- Problem -
Through to the final line, write out the records below exactly, omitting any images they contain.
====== Stored data ======
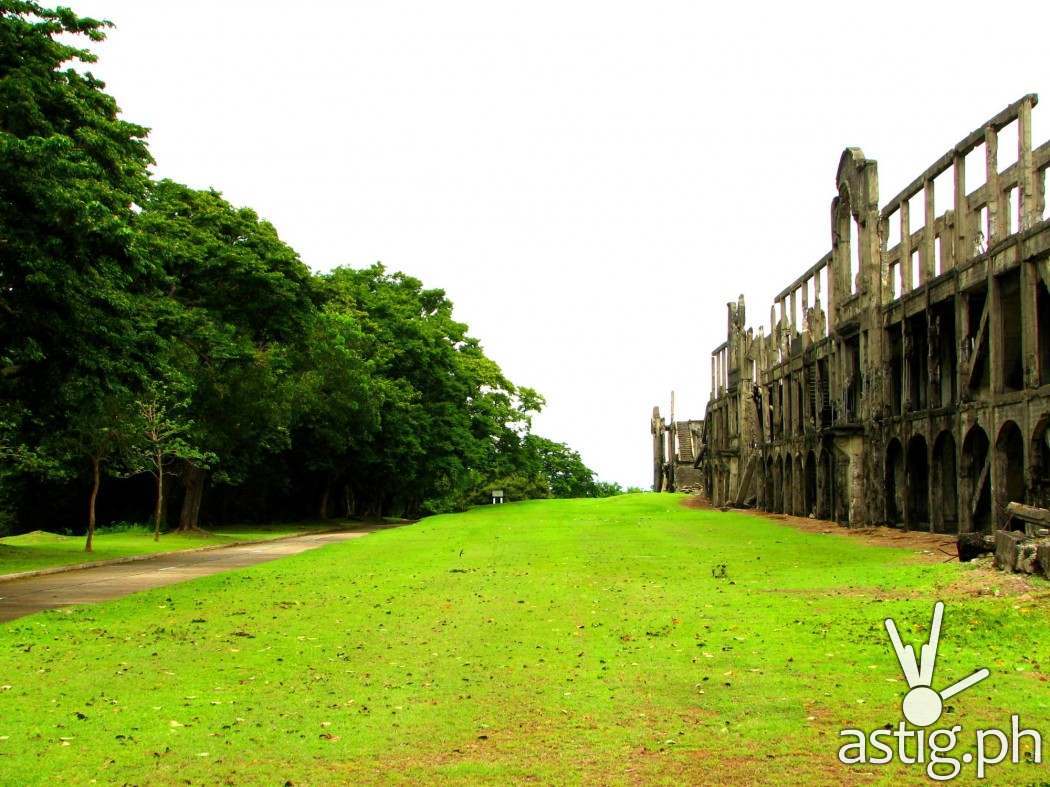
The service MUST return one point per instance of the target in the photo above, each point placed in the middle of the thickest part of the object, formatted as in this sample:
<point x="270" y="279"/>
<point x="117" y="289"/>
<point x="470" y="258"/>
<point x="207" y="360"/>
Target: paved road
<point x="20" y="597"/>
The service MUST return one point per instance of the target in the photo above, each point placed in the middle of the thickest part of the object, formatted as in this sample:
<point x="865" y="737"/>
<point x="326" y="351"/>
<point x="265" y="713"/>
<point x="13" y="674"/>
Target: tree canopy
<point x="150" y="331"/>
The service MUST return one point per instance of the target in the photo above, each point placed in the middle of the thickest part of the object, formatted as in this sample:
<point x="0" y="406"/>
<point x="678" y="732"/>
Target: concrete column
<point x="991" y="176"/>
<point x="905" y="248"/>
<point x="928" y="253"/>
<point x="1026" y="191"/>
======
- Answer for the task -
The service MUST return one point per instance of the target in the photo above, each point placed in the middle of the thickest part of the object, formatted as in this sample:
<point x="270" y="279"/>
<point x="117" y="289"/>
<point x="470" y="258"/>
<point x="207" y="360"/>
Target: paved road
<point x="20" y="597"/>
The service MUST return one point per instance of the target in the photo above, each point placed in the middle of the thickest part of the object, formatted as in this sample:
<point x="865" y="737"/>
<point x="326" y="351"/>
<point x="265" y="713"/>
<point x="13" y="674"/>
Target: tree canopy
<point x="150" y="331"/>
The service MUST return one point per instance of the target in the photo above, each point placed in the middle of the thickest part of the object, formatted as in this sample:
<point x="0" y="406"/>
<point x="678" y="732"/>
Target: concrete column
<point x="991" y="176"/>
<point x="905" y="248"/>
<point x="928" y="253"/>
<point x="1026" y="191"/>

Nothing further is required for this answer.